STATED EXERCISE> Copy out all the rows with "thickest part" replaced by "widest part" wherever it occurs, changing nothing else, and leave the pictures out of your answer.

DATA RECORDS>
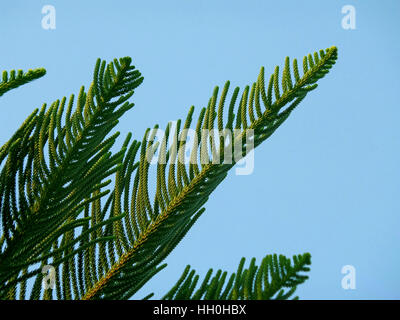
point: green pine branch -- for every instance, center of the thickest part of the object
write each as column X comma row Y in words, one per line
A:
column 56, row 208
column 15, row 79
column 276, row 278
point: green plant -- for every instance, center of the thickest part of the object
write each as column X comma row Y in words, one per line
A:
column 105, row 240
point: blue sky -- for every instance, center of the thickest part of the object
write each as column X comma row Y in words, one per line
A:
column 326, row 182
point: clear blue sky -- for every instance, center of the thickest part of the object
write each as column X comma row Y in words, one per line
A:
column 327, row 182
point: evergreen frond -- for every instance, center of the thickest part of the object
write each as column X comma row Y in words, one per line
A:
column 153, row 226
column 14, row 79
column 276, row 278
column 52, row 169
column 55, row 170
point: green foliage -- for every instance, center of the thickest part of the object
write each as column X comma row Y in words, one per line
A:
column 58, row 207
column 275, row 278
column 14, row 79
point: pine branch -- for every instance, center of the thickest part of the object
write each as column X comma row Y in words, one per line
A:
column 275, row 278
column 14, row 79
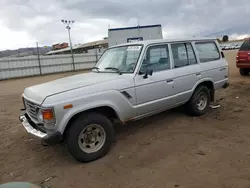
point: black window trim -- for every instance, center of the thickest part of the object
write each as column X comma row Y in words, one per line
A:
column 185, row 44
column 206, row 42
column 146, row 54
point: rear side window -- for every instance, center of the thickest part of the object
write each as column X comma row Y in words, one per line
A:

ANSWER TO THE EXERCISE>
point: green pine branch -- for every instance, center of the widest part of the object
write each as column X comma row Y in words, one per line
A:
column 56, row 208
column 15, row 79
column 276, row 278
point: green plant -- for every instance, center of the widest part of the object
write each as column X comma row Y in words, one per line
A:
column 105, row 240
point: blue sky -- for every instance, center of the widest part of the object
write each as column X comma row Y in words, one per line
A:
column 326, row 182
point: clear blue sky -- for every instance, center of the widest part of the object
write each as column X comma row Y in words, one per line
A:
column 327, row 182
point: evergreen frond -- for every instance, center of the widest part of the object
write each as column X comma row Y in words, one per line
A:
column 153, row 226
column 14, row 79
column 276, row 278
column 52, row 169
column 55, row 170
point: green foliage -- for every instance, center of the widest part of the object
write each as column X comma row Y in words, one per line
A:
column 58, row 207
column 275, row 278
column 14, row 79
point: pine branch -- for every instance, center of the widest part of the object
write each as column X comma row Y in words, one per line
A:
column 275, row 278
column 14, row 79
point: black window trim -- for every instance, center of the widest part of the object
write each as column X comma row Y in words, one per line
A:
column 185, row 44
column 206, row 42
column 146, row 54
point: rear side window -- for every instance, center of the widest part of the object
write each as column X comma row Y in words, one per line
A:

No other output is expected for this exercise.